* BRANO DI LETTURA
Norimberga, 15 ottobre 1946 — ore 22:30
La prigione di Norimberga taceva, interrotta solo dal passo cadenzato delle guardie americane. Le luci al neon rimanevano accese tutta la notte, come a ricordare ai prigionieri che non c’erano più ombre dove nascondersi.
Hermann Göring, detenuto nella cella n. 5, era ancora vestito ordinatamente: camicia bianca, pantaloni della divisa priva di mostrine. Non dava segni d’agitazione. Poco prima, aveva chiesto a un secondino un bicchiere d’acqua e un libro. Sul tavolo c’era una Bibbia aperta al Vangelo di Giovanni, un pacchetto di sigarette, e una fotografia della moglie Emmy e della figlia Edda.
Dalle relazioni successive del carceriere Herbert Stivers e dell’ufficiale di guardia Jack Wheelis, risulta che Göring aveva trascorso la giornata scrivendo lettere d’addio: una alla famiglia, una al generale Eisenhower, e una al comandante delle prigioni di Norimberga, Burton C. Andrus. In quest’ultima, ringraziava per il trattamento ricevuto e spiegava — con la consueta teatralità — che non avrebbe mai concesso ai vincitori lo spettacolo della sua impiccagione.
Alle 22:40 circa, la guardia gli consegnò il consueto bicchiere d’acqua per la notte. Göring salutò con cortesia. Non mostrava nervosismo. Era stato visitato quel giorno dal cappellano americano, il reverendo Gerecke, a cui aveva parlato serenamente della morte, insistendo sul fatto di essersi “riconciliato con Dio”.
Nessuno notò nulla di anomalo quando, poco dopo le 22:45, si sdraiò sul letto.
Ore 22:55
Un tonfo sordo richiamò l’attenzione della guardia di ronda. Göring giaceva a terra, irrigidito, la pelle già livida. Nella mano stringeva il fodero del cuscino, forse nel tentativo di trattenere il dolore. Gli ufficiali accorsero, ma non c’era più nulla da fare: un odore acre di mandorle amare — tipico del cianuro di potassio — saturava la cella.

* RIGHE FORNITE

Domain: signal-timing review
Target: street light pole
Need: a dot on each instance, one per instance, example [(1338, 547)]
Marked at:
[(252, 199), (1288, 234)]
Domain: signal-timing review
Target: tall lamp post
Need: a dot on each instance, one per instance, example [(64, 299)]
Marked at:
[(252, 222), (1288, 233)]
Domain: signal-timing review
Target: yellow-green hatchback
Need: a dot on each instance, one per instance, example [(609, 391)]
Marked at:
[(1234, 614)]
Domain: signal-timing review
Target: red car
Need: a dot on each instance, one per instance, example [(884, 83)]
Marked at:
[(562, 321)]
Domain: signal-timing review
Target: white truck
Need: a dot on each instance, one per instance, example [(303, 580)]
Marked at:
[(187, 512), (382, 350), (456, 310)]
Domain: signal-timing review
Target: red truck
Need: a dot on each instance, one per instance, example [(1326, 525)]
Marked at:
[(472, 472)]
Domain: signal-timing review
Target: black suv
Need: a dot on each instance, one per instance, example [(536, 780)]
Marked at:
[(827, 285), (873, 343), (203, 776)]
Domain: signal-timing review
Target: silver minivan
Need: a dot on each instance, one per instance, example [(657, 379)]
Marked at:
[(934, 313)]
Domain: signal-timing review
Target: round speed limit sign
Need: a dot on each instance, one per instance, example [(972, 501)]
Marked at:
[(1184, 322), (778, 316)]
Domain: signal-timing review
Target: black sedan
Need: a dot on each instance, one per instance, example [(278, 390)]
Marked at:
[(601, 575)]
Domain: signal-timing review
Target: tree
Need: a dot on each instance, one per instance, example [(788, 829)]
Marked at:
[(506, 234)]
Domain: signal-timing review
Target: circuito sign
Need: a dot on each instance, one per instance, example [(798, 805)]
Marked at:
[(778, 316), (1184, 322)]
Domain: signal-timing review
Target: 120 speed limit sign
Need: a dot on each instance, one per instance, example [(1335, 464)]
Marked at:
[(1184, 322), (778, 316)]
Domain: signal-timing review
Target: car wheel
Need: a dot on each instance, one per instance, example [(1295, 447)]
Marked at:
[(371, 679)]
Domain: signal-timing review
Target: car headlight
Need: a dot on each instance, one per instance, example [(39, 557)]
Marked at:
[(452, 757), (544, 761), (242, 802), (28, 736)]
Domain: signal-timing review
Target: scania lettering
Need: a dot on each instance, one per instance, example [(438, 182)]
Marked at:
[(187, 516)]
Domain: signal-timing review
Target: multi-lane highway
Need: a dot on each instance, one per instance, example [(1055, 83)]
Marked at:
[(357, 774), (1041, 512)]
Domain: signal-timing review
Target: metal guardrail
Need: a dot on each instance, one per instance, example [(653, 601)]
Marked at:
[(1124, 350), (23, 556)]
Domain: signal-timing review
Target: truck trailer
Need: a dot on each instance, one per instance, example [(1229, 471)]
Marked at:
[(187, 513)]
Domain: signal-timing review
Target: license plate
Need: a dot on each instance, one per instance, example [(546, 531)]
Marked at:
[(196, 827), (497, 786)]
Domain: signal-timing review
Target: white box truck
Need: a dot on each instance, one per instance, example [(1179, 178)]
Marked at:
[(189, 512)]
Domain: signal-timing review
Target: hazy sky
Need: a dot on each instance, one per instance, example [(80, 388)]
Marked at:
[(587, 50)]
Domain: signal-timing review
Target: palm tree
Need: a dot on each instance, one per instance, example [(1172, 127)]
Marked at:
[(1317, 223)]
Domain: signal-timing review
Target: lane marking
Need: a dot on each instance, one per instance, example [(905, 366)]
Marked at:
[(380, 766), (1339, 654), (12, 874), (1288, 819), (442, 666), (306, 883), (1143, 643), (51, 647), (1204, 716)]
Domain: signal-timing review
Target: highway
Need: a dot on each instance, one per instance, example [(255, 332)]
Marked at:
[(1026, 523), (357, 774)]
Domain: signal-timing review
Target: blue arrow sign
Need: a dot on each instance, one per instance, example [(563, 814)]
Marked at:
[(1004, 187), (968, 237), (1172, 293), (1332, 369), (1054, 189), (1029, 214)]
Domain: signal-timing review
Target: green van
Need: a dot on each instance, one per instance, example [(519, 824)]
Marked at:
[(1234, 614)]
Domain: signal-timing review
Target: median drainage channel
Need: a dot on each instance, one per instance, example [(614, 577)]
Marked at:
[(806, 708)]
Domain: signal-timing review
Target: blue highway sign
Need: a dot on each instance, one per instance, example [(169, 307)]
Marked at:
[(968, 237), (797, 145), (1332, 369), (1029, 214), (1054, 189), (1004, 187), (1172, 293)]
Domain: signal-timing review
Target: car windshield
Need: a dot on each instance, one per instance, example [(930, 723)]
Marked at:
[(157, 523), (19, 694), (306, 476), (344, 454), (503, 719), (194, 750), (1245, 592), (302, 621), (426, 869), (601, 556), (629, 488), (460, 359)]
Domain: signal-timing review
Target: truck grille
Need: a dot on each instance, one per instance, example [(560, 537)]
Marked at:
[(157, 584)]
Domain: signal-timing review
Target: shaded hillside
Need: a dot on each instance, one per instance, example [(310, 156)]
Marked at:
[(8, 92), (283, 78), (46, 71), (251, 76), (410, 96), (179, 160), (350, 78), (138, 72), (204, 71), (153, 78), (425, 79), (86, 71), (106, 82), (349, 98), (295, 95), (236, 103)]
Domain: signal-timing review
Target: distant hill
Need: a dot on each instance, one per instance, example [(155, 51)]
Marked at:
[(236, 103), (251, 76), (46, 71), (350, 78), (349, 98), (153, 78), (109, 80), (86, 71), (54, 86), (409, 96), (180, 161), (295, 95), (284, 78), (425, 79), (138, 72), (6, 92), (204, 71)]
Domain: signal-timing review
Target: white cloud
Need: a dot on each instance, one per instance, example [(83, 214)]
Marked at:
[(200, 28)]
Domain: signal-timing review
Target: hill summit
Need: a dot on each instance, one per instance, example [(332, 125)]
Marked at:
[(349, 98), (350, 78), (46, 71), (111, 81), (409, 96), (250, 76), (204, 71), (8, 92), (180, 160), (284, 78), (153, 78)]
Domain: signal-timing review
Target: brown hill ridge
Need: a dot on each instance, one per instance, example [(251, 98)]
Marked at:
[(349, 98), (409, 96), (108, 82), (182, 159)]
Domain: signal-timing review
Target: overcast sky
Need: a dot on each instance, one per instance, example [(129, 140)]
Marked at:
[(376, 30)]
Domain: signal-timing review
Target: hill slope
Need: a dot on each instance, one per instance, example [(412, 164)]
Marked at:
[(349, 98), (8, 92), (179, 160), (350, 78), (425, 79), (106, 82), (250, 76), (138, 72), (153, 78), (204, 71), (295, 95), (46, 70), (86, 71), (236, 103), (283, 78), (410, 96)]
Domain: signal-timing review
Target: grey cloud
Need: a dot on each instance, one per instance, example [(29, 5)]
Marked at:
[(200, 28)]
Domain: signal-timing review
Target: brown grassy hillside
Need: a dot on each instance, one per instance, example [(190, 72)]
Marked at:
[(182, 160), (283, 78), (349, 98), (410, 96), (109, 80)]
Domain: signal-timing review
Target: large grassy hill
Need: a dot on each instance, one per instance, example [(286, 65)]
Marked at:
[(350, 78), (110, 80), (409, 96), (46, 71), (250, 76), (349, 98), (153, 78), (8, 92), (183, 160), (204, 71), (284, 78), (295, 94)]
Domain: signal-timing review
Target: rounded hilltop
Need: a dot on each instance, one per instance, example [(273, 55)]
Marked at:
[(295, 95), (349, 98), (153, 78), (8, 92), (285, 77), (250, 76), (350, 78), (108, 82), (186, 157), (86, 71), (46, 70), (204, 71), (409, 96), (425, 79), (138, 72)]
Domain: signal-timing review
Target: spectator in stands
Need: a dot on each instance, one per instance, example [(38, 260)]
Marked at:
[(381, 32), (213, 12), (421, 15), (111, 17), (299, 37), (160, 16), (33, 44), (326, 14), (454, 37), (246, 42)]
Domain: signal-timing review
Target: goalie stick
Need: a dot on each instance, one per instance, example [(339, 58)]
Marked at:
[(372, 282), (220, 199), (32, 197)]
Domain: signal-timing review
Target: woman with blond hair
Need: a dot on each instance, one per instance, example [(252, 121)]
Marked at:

* CONSEGNA 1
Nel racconto sulla morte di Göring, a chi erano indirizzate le tre lettere d'addio scritte durante la giornata?
* CONSEGNA 2
Spiega, in base al racconto sulla morte di Göring, perché l'odore acre di mandorle amare nella cella era significativo.
* CONSEGNA 3
Prosegui il racconto sulla morte di Göring a partire dall'ultima frase.

* SPAZIO RISPOSTA 1
Alla famiglia, al generale Eisenhower e al comandante delle prigioni di Norimberga, Burton C. Andrus.

* SPAZIO RISPOSTA 2
Quell'odore è tipico del cianuro di potassio. Segnalava quindi la presenza di questa sostanza nella cella dove Göring era stato trovato a terra.

* SPAZIO RISPOSTA 3
Sul comodino, accanto al bicchiere vuoto, fu trovata una piccola capsula di vetro spezzata. L’autopsia successiva confermò l’avvelenamento da cianuro. Come il veleno fosse entrato nella cella rimase per giorni un mistero: più tardi, si scoprì che Göring aveva nascosto tre capsule, una delle quali cucita all’interno del rivestimento metallico del suo necessario da barba.
Ore 23:15
Il generale Andrus arrivò di corsa, seguito dai medici militari. Il corpo di Göring fu rimosso e la cella sigillata. Il maresciallo del Reich, condannato a morte per crimini di guerra e contro l’umanità, era riuscito nell’ultimo atto di controllo che poteva esercitare: decidere come morire.
L’esecuzione per impiccagione, prevista per l’alba insieme agli altri gerarchi, fu annullata. Sul registro dei prigionieri, accanto al suo nome, il medico scrisse:
“Deceduto per avvelenamento da acido prussico (cianuro) — ore 22:45–22:50.”
Epilogo
Il giorno dopo, il corpo fu mostrato ai giornalisti e poi cremato nel cimitero di Monaco; le ceneri disperse nel fiume Isar, per evitare ogni forma di culto o sepoltura.
Nessun funerale, nessuna bandiera. Solo la fine burocratica di un uomo che aveva tenuto in pugno la Germania e che, fino all’ultimo, aveva cercato di dominare anche la propria morte.